| Exercise description |
Convert each line of the rows below into a JSON array of strings, one string per line, with blank lines omitted.
— START —
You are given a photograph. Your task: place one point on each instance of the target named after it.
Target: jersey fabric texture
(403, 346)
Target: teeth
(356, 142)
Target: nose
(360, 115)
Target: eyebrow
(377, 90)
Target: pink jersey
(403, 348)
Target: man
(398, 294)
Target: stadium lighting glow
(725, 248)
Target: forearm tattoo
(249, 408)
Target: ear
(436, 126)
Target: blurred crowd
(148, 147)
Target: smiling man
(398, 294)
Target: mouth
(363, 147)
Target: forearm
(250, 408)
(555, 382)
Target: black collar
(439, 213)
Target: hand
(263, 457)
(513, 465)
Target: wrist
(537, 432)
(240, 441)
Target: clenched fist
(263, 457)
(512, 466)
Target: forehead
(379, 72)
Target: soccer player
— END —
| The output |
[
  "You are given a photograph. Your task: place one point on each instance of the target named after it.",
  "Target: jersey fabric texture",
  "(403, 346)",
  "Target: teeth",
  "(356, 142)",
  "Target: nose",
  "(360, 115)",
  "Target: eyebrow",
  "(377, 90)",
  "Target: pink jersey",
  "(403, 348)",
  "Target: man",
  "(398, 294)",
  "Target: stadium lighting glow",
  "(725, 248)",
  "Target: forearm tattoo",
  "(249, 408)",
  "Target: ear",
  "(436, 126)",
  "Target: blurred crowd",
  "(148, 147)",
  "Target: smiling man",
  "(398, 294)",
  "Target: mouth",
  "(363, 147)",
  "Target: forearm",
  "(250, 408)",
  "(555, 382)",
  "Target: black collar",
  "(439, 213)",
  "Target: hand",
  "(263, 457)",
  "(513, 465)",
  "Target: wrist",
  "(537, 432)",
  "(240, 441)",
  "Target: clenched fist",
  "(263, 457)",
  "(512, 466)",
  "Target: forehead",
  "(379, 72)",
  "Target: soccer player"
]